**What you are asked to do**
Reproduce the following lines verbatim, omitting the pictures from your output.

Image point annotation entries
^^^^^^^^^^^^^^^^

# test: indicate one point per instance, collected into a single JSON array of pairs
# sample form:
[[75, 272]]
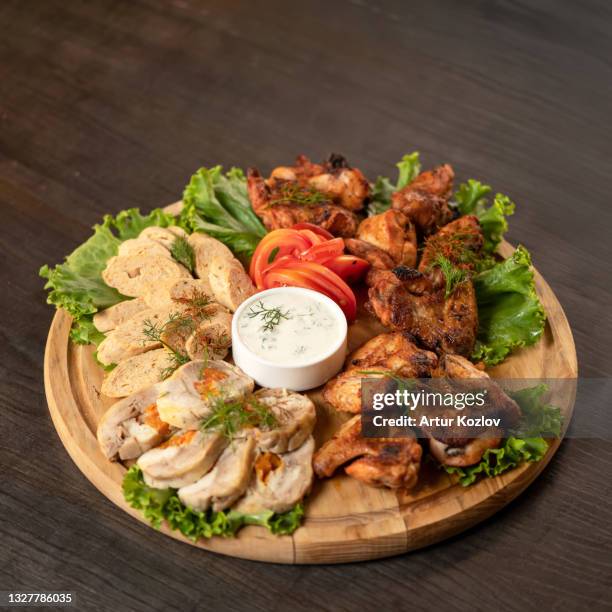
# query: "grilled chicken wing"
[[392, 232], [425, 199], [460, 241], [324, 194], [380, 462], [375, 256], [452, 446], [407, 300]]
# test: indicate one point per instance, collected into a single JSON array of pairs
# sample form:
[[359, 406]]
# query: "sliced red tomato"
[[313, 228], [310, 275], [349, 268], [274, 245], [320, 253]]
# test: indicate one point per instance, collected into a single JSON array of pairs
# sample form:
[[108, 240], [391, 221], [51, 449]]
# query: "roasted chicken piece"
[[392, 232], [324, 194], [380, 462], [460, 242], [375, 256], [407, 300], [392, 352], [425, 200], [452, 445]]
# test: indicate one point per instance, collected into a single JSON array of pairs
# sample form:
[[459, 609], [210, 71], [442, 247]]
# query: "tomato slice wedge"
[[320, 253], [274, 245], [310, 275], [313, 228], [349, 268]]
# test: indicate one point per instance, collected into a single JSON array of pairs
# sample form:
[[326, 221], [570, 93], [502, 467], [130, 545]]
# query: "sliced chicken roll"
[[230, 284], [181, 460], [205, 249], [191, 392], [136, 373], [279, 481], [135, 275], [226, 482], [132, 426], [295, 416]]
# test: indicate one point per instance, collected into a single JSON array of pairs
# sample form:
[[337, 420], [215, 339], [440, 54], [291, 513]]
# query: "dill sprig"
[[154, 332], [182, 252], [453, 275], [229, 417], [294, 193], [271, 317]]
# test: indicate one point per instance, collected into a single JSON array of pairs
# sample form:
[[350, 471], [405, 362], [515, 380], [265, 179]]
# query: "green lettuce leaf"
[[495, 461], [510, 314], [77, 285], [164, 505], [382, 190], [218, 204], [470, 199], [539, 419]]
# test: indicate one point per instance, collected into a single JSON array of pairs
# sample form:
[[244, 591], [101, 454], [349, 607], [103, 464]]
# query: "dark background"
[[107, 105]]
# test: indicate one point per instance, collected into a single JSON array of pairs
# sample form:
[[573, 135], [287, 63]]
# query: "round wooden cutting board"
[[345, 520]]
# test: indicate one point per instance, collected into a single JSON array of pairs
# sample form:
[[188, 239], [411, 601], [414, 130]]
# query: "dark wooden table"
[[107, 105]]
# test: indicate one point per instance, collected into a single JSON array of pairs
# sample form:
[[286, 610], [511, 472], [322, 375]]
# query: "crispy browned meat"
[[392, 352], [407, 300], [380, 462], [396, 352], [451, 445], [343, 392], [335, 219], [425, 199], [324, 194], [392, 232], [376, 257], [459, 241]]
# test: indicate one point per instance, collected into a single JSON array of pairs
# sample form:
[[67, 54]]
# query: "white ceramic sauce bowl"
[[306, 375]]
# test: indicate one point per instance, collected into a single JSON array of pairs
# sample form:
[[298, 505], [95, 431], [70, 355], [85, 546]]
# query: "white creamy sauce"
[[306, 330]]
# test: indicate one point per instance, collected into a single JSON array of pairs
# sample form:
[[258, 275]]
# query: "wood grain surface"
[[105, 105]]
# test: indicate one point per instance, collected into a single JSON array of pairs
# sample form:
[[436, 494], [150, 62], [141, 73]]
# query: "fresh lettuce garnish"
[[382, 190], [471, 199], [77, 285], [538, 419], [218, 204], [510, 314], [159, 505]]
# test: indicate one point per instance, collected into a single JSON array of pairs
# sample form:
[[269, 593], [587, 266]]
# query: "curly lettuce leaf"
[[159, 505], [539, 419], [382, 190], [471, 199], [496, 461], [218, 204], [510, 314], [77, 285]]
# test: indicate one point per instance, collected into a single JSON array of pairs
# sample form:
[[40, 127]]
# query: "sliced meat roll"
[[190, 394], [181, 460], [295, 416], [136, 373], [226, 482], [135, 275], [279, 481], [128, 339], [230, 284], [142, 246], [205, 250], [132, 426], [110, 318], [213, 336]]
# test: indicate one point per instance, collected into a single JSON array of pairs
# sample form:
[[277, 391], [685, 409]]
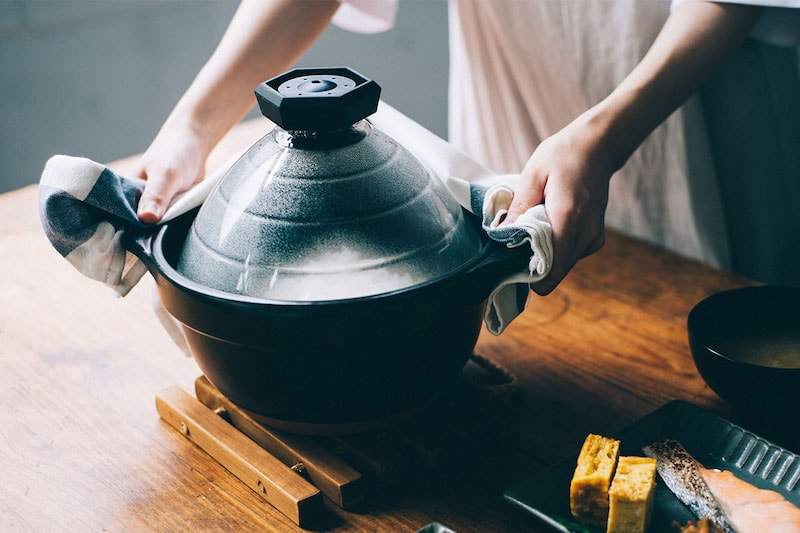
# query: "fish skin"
[[680, 472]]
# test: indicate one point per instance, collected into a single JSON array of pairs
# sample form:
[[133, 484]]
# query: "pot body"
[[327, 367]]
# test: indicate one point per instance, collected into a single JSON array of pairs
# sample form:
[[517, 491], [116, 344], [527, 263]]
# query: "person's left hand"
[[569, 173]]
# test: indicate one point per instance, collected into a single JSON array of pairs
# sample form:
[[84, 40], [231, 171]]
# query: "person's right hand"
[[172, 164]]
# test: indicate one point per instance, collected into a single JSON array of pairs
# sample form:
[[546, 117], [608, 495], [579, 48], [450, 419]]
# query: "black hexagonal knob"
[[318, 99]]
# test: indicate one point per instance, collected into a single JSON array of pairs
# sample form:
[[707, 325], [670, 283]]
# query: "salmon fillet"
[[750, 508], [729, 502]]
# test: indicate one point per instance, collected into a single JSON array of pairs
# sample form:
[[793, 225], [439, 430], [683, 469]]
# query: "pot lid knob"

^^^^^^^^^^^^^^^^

**Output of the task**
# test: indicate one point per instance, collected into a single JSON array of pairs
# sample form:
[[75, 272]]
# query: "grilled chicken wing"
[[392, 232], [425, 199], [460, 241], [324, 194], [380, 462], [375, 256], [452, 446], [407, 300]]
# test: indicate one point per instance, collected into a single JSON array of pairs
# sample form:
[[359, 406]]
# query: "sliced red tomato"
[[313, 228], [310, 275], [349, 268], [274, 245], [320, 253]]
# test: indicate one point per instance, collected into a single JSON array of pairs
# sample form:
[[108, 240], [391, 221], [51, 449]]
# query: "roasted chicken piece"
[[392, 232], [324, 194], [380, 462], [460, 242], [375, 256], [407, 300], [392, 352], [425, 200], [452, 445]]
# test: indicate one point per instance, collected into a single JSON array of pairs
# sample form:
[[459, 609], [210, 71], [442, 247]]
# query: "tomato slice wedge"
[[320, 253], [274, 245], [310, 275], [313, 228], [349, 268]]
# test: indicate one point per instance, collected into a single JSON array of pairs
# sample form:
[[326, 221], [570, 93], [502, 467], [130, 545]]
# query: "sliced chicken roll"
[[230, 284], [181, 460], [205, 249], [191, 392], [136, 373], [279, 481], [135, 275], [226, 482], [132, 426], [295, 416]]
# test: indicate one point per instance, collected into a single JSON array of pairs
# sample form:
[[337, 420], [215, 339], [440, 54], [291, 513]]
# query: "dill sprig"
[[154, 332], [182, 252], [453, 275], [229, 417], [294, 193], [271, 317]]
# test: indicate one point per instance, collected into a single JSON array of pairs
# sample form:
[[350, 471], [405, 362], [515, 380], [265, 179]]
# query: "green lettuce leaf"
[[495, 461], [510, 314], [77, 285], [164, 505], [382, 190], [218, 204], [470, 199], [539, 419]]
# test: indicate one point per instance, collected into a single JSON array of pairs
# sample form:
[[244, 591], [101, 454], [349, 607], [103, 464]]
# query: "dark background"
[[107, 105]]
# test: indicate one point per instance, collected into a single JSON array of pairs
# sample form:
[[573, 135], [287, 63]]
# query: "round wooden cutting board"
[[345, 520]]
# test: indicate one point per instance, collected into a single JSON array of pairs
# sample form:
[[188, 239], [411, 601], [414, 130]]
# query: "dark wooden table"
[[107, 105]]
# test: indicate one point per instance, collected into a single JSON array of pairs
# sample form:
[[286, 610], [511, 472], [322, 375]]
# query: "crispy browned meat"
[[392, 352], [407, 300], [380, 462], [396, 352], [451, 445], [343, 392], [335, 219], [425, 199], [324, 194], [392, 232], [376, 257], [459, 241]]
# test: indicate one point per instance, collected into a single JSON array of pairs
# sample form:
[[67, 54]]
# query: "white ceramic sauce bowl"
[[306, 375]]
# test: indicate one point per instance, collected into a single JSON array of pairs
# sample form:
[[298, 505], [95, 431], [70, 355], [85, 546]]
# query: "white creamy sauce"
[[306, 330]]
# test: indicate one point per instance, collected into a single JSON array of pairs
# sample form:
[[258, 275]]
# query: "wood grain surface"
[[105, 105]]
# test: indicate one point per instance, collected into a single JSON array of pairs
# sample form:
[[436, 494], [150, 62], [141, 73]]
# query: "fresh lettuce garnish"
[[382, 190], [471, 199], [77, 285], [538, 419], [218, 204], [510, 314], [159, 505]]
# test: indicate one point per instance, collected into a single JSON array of pairs
# sample form:
[[269, 593], [587, 266]]
# query: "curly lettuce leaf"
[[159, 505], [539, 419], [382, 190], [471, 199], [496, 461], [218, 204], [510, 314], [77, 285]]
# test: indicate one point per instance, collected into a single JSON array of pairs
# sample form:
[[40, 127]]
# query: "sliced meat roll"
[[190, 394], [181, 460], [295, 416], [136, 373], [226, 482], [135, 275], [279, 481], [128, 339], [230, 284], [142, 246], [205, 250], [132, 426], [110, 318], [213, 336]]
# test: indicate one point per instance, collected into a single JSON array of pairs
# sample form:
[[277, 391], [685, 409]]
# query: "fish skin"
[[680, 472]]
# test: indicate one point per instance, collected into a single JSON array of pairs
# sample form:
[[133, 484]]
# query: "pot body"
[[327, 367]]
# test: indicate one point per instance, collected into a single JSON array of pairs
# sample form:
[[517, 491], [116, 344], [527, 263]]
# query: "person's left hand"
[[569, 173]]
# test: indicate one point per instance, collected into a single JSON array of pairs
# sample form:
[[84, 40], [231, 171]]
# query: "person's right hand"
[[172, 164]]
# test: indicate one point per instance, collected into a single JSON array of pairs
# sample form:
[[546, 117], [608, 495], [579, 48], [450, 419]]
# query: "black hexagonal knob"
[[318, 99]]
# test: indicate one point per instance, collected into a single JSON array of pairs
# sample form:
[[707, 325], [670, 283]]
# query: "salmon fillet"
[[750, 508], [729, 502]]
# test: indicate one point per instance, collected into a single JSON array of pairs
# sample form:
[[793, 225], [439, 430], [683, 469]]
# query: "pot lid knob"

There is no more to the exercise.